▶ Document passage:
It took closer to 10 weeks, some reinforcements necessary to strengthen the roof and $1,000 in unexpected costs for a structural engineer’s additional calculations to satisfy the board’s concerns.

“I guess they were just treading carefully because I was putting a lot of weight on the roof,” said Thompson, who eventually installed 24 solar photovoltaic panels for electricity and five panels propped up at a 30-degree angle for heating and hot water. “But they left me in the dark about how to deal with the process, and I certainly wasn’t expecting to spend an extra $1,000 on the engineer when you could see his first calculations were accurate. They obviously didn’t have much experience with solar energy.”

To address concerns about the sometimes confusing permit process for alternative energy systems, the Lake County Board is expected to vote this fall on a new ordinance for permitting wind turbines, said David Husemoller, a senior planner for Lake County. He added that an alternative energy task force recently developed a model ordinance for permit guidelines for solar and geothermal energy systems for the board to consider next.

Dataset records on object locations:
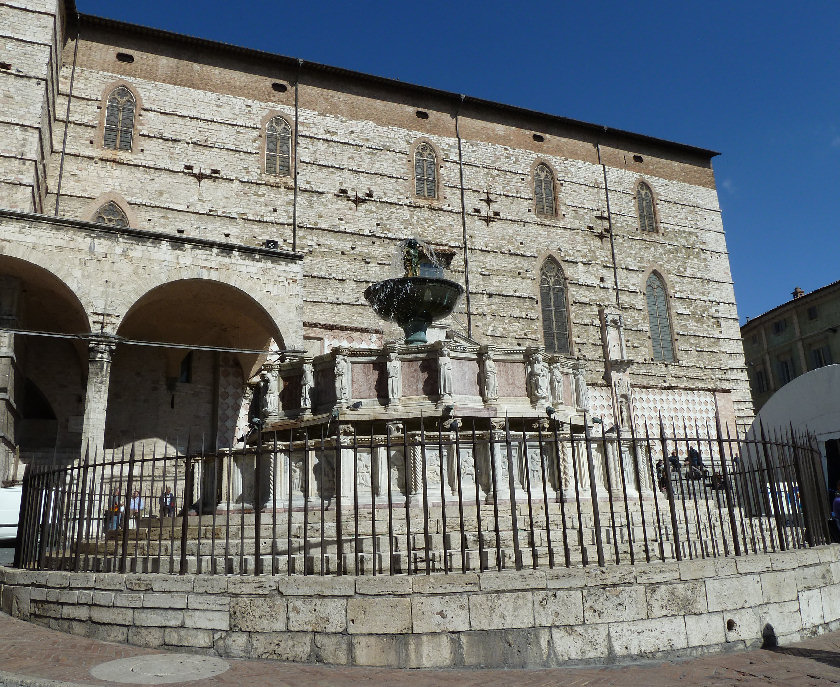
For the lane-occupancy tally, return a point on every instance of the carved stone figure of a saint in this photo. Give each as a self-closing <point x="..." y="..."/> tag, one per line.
<point x="538" y="379"/>
<point x="581" y="390"/>
<point x="307" y="382"/>
<point x="445" y="373"/>
<point x="394" y="370"/>
<point x="624" y="413"/>
<point x="342" y="378"/>
<point x="556" y="384"/>
<point x="270" y="393"/>
<point x="491" y="389"/>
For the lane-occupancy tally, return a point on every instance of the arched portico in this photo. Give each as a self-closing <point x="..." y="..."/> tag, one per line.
<point x="194" y="388"/>
<point x="102" y="285"/>
<point x="43" y="374"/>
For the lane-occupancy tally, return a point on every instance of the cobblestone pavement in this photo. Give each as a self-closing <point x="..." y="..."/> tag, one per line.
<point x="33" y="655"/>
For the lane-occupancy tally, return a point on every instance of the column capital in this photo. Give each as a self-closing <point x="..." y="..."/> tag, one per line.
<point x="101" y="347"/>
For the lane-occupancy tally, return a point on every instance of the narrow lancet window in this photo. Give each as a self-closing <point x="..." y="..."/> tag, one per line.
<point x="544" y="191"/>
<point x="278" y="147"/>
<point x="554" y="310"/>
<point x="660" y="321"/>
<point x="111" y="214"/>
<point x="647" y="216"/>
<point x="425" y="172"/>
<point x="119" y="119"/>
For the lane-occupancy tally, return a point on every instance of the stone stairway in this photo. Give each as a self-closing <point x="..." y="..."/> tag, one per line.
<point x="373" y="543"/>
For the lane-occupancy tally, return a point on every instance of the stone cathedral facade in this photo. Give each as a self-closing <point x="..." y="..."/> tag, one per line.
<point x="180" y="217"/>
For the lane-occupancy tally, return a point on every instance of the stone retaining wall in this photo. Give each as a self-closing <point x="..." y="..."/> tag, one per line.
<point x="513" y="619"/>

▶ Written tasks:
1. Reproduce word for word the stretch of the solar permit passage from "To address concerns" through "to consider next.".
2. Please return every line of the entries that contains the string "saint". Treat uppercase and lowercase as different.

▶ Final answers:
1.
To address concerns about the sometimes confusing permit process for alternative energy systems, the Lake County Board is expected to vote this fall on a new ordinance for permitting wind turbines, said David Husemoller, a senior planner for Lake County. He added that an alternative energy task force recently developed a model ordinance for permit guidelines for solar and geothermal energy systems for the board to consider next.

2.
For the lane-occupancy tally, return a point on every instance of the carved stone figure of a saint in this photo. Give each as a self-closing <point x="..." y="..."/> tag, one per line.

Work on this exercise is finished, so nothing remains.